Data listing
+--

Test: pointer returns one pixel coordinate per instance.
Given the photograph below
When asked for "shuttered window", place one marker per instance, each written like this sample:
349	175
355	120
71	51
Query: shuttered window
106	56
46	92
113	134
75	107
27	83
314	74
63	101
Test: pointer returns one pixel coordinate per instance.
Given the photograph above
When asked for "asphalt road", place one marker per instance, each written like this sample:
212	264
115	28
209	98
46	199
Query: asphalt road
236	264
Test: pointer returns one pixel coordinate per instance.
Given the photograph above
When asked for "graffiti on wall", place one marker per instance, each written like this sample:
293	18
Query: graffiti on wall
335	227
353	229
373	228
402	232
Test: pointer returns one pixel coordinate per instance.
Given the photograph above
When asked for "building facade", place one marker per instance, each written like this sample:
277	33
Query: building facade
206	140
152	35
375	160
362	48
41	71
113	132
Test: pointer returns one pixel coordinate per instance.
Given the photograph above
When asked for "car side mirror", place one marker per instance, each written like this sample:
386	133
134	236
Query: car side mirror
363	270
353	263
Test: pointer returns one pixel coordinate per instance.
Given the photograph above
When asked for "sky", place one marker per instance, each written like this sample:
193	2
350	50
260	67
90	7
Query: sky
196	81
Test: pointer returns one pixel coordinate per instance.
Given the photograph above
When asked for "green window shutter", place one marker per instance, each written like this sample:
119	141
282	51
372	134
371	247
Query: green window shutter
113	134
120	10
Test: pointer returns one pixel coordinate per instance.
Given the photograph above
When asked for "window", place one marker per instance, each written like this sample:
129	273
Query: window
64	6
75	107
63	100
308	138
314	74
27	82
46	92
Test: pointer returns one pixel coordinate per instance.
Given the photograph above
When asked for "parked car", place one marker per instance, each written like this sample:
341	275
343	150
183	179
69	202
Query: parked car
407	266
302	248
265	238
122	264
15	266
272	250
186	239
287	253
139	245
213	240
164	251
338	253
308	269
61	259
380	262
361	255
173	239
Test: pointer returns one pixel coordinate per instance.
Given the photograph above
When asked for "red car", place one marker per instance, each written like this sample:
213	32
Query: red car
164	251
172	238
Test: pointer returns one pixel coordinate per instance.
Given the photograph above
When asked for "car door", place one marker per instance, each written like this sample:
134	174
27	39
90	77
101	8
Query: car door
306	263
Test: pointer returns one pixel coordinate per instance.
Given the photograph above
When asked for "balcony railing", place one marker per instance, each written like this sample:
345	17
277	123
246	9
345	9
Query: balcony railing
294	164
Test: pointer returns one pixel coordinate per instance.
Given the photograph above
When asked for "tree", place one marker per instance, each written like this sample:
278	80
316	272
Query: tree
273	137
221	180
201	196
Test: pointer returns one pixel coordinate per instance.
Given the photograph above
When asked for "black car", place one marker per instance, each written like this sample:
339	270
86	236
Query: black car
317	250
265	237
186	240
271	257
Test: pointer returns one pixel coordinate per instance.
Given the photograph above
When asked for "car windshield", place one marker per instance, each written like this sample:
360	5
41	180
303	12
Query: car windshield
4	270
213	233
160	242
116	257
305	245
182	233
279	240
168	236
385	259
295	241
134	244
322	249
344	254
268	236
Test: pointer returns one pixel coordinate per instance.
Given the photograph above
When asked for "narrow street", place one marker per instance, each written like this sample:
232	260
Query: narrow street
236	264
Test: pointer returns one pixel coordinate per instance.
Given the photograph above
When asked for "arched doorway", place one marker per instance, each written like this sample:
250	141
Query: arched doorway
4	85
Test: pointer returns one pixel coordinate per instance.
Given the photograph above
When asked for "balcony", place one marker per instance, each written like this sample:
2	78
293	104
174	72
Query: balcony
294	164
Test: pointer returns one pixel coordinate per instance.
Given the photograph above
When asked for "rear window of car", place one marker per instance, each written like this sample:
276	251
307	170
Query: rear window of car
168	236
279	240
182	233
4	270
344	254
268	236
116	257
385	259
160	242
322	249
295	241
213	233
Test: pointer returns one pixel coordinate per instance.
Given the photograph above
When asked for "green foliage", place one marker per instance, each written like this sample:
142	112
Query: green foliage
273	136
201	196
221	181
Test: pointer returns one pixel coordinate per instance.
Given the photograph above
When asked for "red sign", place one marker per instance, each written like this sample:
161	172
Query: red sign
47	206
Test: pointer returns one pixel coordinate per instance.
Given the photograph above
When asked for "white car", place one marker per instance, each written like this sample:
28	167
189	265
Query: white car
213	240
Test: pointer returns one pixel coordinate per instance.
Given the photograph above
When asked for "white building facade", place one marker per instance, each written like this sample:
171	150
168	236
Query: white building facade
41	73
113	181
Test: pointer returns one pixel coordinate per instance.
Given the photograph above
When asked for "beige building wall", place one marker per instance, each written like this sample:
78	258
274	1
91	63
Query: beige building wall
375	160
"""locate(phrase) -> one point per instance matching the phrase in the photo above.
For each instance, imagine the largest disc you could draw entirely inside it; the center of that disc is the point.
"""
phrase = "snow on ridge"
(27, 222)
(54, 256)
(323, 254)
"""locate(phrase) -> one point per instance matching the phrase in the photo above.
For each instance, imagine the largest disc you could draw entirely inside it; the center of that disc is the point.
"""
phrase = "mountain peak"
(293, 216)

+--

Work instruction
Set down each entry from above once more, exactly as written.

Your solution
Test: pointer returns one pixel coordinate per instance.
Given the photograph below
When asked for "shuttered window", place one marker per instance, each written like this sample:
349	175
355	120
71	51
Query: shuttered window
106	56
46	92
113	134
75	107
27	83
314	74
63	101
Test: pointer returns one pixel coordinate per instance.
Given the photograph above
When asked for "asphalt road", place one marker per instance, each written like this sample:
212	264
115	28
209	98
46	199
Query: asphalt road
236	264
Test: pointer returns one pixel coordinate per instance.
Given the photograph above
When asked for "graffiti on wall", place one marker per instance, each written like this sample:
293	18
Query: graffiti on wall
335	227
353	229
373	228
402	232
Test: pointer returns one pixel coordinate per instance.
Given the photograph above
When asked for "building facade", place one marker per instance, each written like this sample:
277	33
Query: building facade
206	140
152	35
375	160
362	48
41	71
113	132
Test: pointer returns one pixel coordinate per instance.
Given the photograph above
When asked for "car side mirror", place one marker per instance, each written like this sample:
386	133
134	236
Query: car side mirror
363	270
353	263
Test: pointer returns one pixel coordinate per instance.
Given the photograph above
When asked for "sky", place one marker per instance, each written like this sample:
193	2
350	50
260	67
90	7
Query: sky
196	81
Test: pointer returns one pixel coordinate per instance.
Given the photograph above
When asked for "green window shutter", place one marker per instance, each written like this sample:
119	141
282	51
372	134
371	247
Query: green window shutter
113	134
120	10
Test: pointer returns one pixel coordinate per instance.
Given the photograph above
When asked for "window", place one marker per instance, each written like this sample:
129	273
Query: window
64	6
75	107
63	100
308	138
314	74
27	82
46	92
Test: pointer returns one pixel coordinate per instance.
Given the photograph above
When asked for "parked car", place one marker per instance, each written like this sample:
341	275
343	150
183	179
69	202
Query: parked car
407	266
302	248
265	238
122	264
15	266
272	250
186	239
287	253
139	245
213	240
164	251
338	253
308	269
61	259
380	262
361	255
173	239
Test: pointer returns one pixel coordinate per instance.
Given the photograph above
When asked for "red car", place one marker per instance, each written like this sample:
213	32
Query: red car
164	251
172	238
Test: pointer returns one pixel coordinate per instance.
Given the photograph above
When asked for "car door", place one marker per instance, each written like this sample:
134	174
27	39
90	77
101	8
Query: car door
306	263
Test: pointer returns one pixel coordinate per instance.
Given the photograph above
When asked for "balcony railing", place one marker per instance, each written like this sample:
345	17
277	123
246	9
345	9
Query: balcony railing
294	164
Test: pointer returns one pixel coordinate per instance.
Given the photograph above
When asked for "tree", place one marker per instance, each written like this sample:
278	80
316	272
Query: tree
273	137
221	180
201	196
Test: pointer returns one pixel coordinate per instance.
Given the photograph above
When asked for "black car", place one marker per instance, each written like this sample:
339	270
86	236
Query: black car
317	250
265	237
186	240
271	257
Test: pointer returns one pixel coordinate per instance.
Given the photograph above
When asked for "car windshield", place one marker per instance, each written like this sample:
360	5
41	180
303	12
Query: car windshield
4	270
213	233
160	242
116	257
305	245
182	233
279	240
168	236
385	259
295	241
134	244
322	249
344	254
268	236
Test: pointer returns one pixel coordinate per instance.
Given the photograph above
When asked for "narrow street", place one marker per instance, each written like this sample:
232	260
Query: narrow street
236	264
Test: pointer returns one pixel coordinate per instance.
Given the photograph above
When asked for "arched doorway", place one marker per instance, each written like this sample:
250	141
Query: arched doorway
4	85
Test: pointer returns one pixel coordinate per instance.
Given the photograph above
When asked for "balcony", place one marker per instance, each written like this sample:
2	78
293	104
174	72
Query: balcony
294	164
Test: pointer returns one pixel coordinate per instance.
Given the photograph above
When asked for "rear window of car", place one marker per instance, each written like this sample:
276	251
307	170
Query: rear window of car
168	236
279	240
182	233
4	270
344	254
268	236
116	257
385	259
160	242
322	249
295	241
213	233
Test: pointer returns one pixel coordinate per instance.
Given the photograph above
When asked for "green foliage", place one marker per instance, each written like this sample:
142	112
Query: green foliage
273	136
201	196
221	181
Test: pointer returns one pixel coordinate per instance.
Given the photograph above
When asked for "red sign", place one marker per instance, each written like this sample:
161	172
Query: red sign
47	206
Test: pointer returns one pixel coordinate per instance.
Given the photograph above
When asked for "white car", place one marker per instance, each written like this sample:
28	167
189	265
Query: white car
213	240
Test: pointer returns one pixel coordinate per instance.
Given the photograph above
When asked for "white building facade", place one marker per instance, each written like this sample:
171	150
168	236
Query: white building facade
41	73
113	181
Test: pointer returns one pixel coordinate per instance.
Given the photograph above
When asked for "beige building wall", place one marker per instance, each written like this sample:
78	258
274	1
91	63
Query: beige building wall
375	160
"""locate(phrase) -> one point per instance matching the phrase in the photo above.
For each instance, imagine the largest disc you could draw entirely inside it; the center of that disc is the point.
"""
phrase = "snow on ridge"
(27, 222)
(54, 256)
(323, 254)
"""locate(phrase) -> one point per instance matching the phrase in the photo above.
For each instance, imagine the largest disc you could draw entirely inside it; the center of that disc is the point.
"""
phrase = "mountain peak"
(293, 216)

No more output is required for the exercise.